# [PROVIDED DATA]
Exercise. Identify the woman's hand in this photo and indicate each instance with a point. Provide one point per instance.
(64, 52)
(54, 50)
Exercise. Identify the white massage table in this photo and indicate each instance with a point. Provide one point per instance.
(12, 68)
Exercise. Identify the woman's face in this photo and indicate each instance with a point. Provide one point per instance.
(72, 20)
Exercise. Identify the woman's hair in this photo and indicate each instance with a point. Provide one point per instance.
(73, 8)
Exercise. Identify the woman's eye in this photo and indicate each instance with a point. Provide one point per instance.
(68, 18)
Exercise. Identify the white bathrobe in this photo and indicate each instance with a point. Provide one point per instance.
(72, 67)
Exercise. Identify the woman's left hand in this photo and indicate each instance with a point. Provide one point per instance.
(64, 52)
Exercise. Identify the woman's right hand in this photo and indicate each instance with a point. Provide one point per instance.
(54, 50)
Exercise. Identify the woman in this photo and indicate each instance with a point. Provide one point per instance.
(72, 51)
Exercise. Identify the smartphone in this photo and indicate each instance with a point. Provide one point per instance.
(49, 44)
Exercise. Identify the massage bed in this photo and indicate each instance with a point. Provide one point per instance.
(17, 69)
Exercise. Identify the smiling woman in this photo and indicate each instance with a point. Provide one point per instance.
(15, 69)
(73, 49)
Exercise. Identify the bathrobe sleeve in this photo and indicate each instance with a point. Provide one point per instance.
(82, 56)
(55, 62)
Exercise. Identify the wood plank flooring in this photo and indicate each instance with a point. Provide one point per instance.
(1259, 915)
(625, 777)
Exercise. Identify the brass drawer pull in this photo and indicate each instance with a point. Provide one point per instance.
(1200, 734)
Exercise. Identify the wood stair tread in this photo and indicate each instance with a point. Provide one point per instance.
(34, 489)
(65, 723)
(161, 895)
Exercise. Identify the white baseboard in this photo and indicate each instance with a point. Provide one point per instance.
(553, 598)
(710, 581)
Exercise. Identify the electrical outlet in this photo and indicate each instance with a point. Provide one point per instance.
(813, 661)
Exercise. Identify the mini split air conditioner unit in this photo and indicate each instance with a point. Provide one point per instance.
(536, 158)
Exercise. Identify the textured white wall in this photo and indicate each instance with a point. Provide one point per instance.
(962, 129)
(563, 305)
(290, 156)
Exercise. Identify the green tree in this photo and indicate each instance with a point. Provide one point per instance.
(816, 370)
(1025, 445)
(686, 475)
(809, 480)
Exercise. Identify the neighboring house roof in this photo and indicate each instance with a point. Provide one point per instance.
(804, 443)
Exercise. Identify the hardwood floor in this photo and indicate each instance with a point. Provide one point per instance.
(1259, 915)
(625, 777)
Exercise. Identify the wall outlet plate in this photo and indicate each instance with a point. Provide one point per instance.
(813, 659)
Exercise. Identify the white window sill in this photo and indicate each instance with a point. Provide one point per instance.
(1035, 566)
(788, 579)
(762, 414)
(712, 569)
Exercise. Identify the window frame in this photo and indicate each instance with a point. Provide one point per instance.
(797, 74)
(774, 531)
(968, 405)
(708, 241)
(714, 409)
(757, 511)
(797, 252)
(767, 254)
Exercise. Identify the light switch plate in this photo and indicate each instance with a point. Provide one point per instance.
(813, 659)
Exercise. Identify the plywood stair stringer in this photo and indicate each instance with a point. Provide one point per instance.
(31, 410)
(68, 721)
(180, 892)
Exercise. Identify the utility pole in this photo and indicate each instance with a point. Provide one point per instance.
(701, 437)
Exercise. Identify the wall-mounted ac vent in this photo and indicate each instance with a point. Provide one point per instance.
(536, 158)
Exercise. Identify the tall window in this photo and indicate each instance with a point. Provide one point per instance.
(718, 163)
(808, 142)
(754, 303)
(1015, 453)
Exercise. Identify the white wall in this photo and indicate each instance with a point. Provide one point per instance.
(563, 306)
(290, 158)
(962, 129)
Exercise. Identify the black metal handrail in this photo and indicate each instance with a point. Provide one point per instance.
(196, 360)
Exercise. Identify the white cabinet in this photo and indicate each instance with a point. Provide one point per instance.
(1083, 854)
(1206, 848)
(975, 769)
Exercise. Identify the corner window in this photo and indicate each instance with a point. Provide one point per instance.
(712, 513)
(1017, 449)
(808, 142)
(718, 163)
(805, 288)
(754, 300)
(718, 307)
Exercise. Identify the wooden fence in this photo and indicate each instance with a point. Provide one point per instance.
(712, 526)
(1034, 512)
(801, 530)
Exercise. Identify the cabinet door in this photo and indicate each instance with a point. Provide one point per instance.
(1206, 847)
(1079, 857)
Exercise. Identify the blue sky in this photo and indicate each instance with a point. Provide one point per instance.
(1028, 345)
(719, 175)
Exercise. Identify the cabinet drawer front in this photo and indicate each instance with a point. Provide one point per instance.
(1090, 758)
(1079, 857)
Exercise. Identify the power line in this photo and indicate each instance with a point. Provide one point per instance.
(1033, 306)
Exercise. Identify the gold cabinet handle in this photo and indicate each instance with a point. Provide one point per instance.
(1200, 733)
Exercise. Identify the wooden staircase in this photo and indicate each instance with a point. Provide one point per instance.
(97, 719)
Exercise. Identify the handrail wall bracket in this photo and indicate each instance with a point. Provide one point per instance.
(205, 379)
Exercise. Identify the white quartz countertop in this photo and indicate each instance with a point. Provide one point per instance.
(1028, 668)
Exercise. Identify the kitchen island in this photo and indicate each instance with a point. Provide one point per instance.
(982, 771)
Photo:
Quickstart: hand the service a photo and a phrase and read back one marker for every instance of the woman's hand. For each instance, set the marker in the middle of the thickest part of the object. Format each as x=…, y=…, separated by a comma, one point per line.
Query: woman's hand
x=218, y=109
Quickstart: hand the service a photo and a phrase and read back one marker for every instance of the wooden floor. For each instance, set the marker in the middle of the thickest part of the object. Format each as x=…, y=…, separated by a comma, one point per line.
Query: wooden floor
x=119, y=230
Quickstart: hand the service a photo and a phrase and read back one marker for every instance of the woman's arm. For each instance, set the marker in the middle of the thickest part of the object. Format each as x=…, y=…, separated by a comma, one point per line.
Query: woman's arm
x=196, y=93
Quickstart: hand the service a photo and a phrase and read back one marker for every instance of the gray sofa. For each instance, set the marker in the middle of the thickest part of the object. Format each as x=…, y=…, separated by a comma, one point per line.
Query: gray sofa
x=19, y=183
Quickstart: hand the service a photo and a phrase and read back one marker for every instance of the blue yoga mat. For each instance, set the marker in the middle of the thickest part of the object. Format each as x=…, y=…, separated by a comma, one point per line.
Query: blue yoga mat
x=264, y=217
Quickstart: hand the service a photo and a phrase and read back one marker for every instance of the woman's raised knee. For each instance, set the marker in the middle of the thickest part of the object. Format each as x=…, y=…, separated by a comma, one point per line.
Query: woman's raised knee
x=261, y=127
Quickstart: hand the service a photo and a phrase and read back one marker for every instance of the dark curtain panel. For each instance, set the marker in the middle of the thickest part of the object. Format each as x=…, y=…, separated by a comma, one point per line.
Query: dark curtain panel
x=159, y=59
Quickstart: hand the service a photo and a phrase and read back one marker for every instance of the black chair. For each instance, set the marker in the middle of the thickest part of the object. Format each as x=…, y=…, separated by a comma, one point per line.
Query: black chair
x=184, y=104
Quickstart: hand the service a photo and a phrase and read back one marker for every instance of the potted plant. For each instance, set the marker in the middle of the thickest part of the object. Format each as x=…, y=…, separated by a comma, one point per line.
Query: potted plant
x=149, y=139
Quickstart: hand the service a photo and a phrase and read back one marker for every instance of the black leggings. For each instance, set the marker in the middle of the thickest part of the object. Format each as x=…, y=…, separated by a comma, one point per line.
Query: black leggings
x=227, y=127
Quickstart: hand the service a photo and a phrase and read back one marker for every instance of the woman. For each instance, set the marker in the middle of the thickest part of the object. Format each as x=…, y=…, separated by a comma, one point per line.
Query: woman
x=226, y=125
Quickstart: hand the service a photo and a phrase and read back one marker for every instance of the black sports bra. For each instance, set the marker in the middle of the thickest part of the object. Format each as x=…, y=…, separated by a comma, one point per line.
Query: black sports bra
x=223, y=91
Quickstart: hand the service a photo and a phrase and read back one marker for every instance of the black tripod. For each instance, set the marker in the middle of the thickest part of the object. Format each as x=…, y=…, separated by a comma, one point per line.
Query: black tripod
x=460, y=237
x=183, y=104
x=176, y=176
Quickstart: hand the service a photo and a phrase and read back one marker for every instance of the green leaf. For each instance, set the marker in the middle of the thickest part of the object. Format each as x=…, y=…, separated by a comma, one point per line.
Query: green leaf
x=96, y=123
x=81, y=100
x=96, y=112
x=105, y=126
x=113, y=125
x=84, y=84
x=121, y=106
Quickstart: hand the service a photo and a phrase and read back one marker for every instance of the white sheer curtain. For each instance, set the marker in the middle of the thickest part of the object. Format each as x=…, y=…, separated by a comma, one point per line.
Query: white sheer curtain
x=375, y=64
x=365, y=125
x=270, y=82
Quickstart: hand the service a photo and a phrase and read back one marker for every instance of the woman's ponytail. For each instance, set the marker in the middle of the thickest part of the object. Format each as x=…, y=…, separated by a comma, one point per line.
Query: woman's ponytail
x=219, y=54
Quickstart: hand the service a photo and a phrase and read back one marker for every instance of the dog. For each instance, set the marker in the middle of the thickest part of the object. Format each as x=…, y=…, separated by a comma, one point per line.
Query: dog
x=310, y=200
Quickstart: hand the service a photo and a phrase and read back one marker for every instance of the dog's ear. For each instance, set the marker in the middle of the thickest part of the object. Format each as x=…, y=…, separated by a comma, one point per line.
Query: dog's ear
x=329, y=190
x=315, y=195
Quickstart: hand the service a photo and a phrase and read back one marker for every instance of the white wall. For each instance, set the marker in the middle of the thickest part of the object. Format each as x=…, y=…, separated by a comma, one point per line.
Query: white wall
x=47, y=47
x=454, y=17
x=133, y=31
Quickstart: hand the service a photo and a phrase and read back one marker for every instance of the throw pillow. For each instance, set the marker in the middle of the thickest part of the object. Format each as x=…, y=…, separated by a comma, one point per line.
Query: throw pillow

# [TASK STATEMENT]
Recast the stretch from the line containing "the woman's ponytail." through the end of the items as a Markdown table. Use a Row column for the line's number and a Line text column for the line itself, and skip blank lines.

# [REPLY]
| Row | Line text |
|---|---|
| 1 | Quickstart: hand the service a photo and a phrase and read back one marker for every instance of the woman's ponytail. For each instance, set the marker in the middle of the thickest part of the object. Format each as x=…, y=…, separated by a comma, one point per line. |
| 2 | Query: woman's ponytail |
| 3 | x=219, y=54 |
| 4 | Quickstart: hand the service a photo and a phrase and read back one marker for every instance of the dog. For each instance, set the marker in the middle of the thickest part of the object. Format each as x=…, y=…, separated by a comma, one point per line. |
| 5 | Query: dog |
| 6 | x=310, y=200 |
| 7 | Quickstart: hand the service a photo and a phrase and read back one marker for every instance of the dog's ear. For each instance, set the marker in the middle of the thickest part of the object. Format each as x=…, y=…, separated by a comma, one point per line. |
| 8 | Query: dog's ear |
| 9 | x=329, y=190 |
| 10 | x=315, y=195 |
| 11 | Quickstart: hand the service a photo and a phrase and read back one marker for every instance of the white wall. For each instance, set the marker in the middle of the thickest part of the object. Format each as x=…, y=…, separated by a comma, one point per line. |
| 12 | Query: white wall |
| 13 | x=47, y=47 |
| 14 | x=454, y=17 |
| 15 | x=133, y=31 |
| 16 | Quickstart: hand the service a photo and a phrase and read back one marker for every instance of the throw pillow. For each instance, set the marker in the middle of the thickest part of the object. Format each as x=…, y=…, separated by a comma, one point per line. |
| 17 | Query: throw pillow |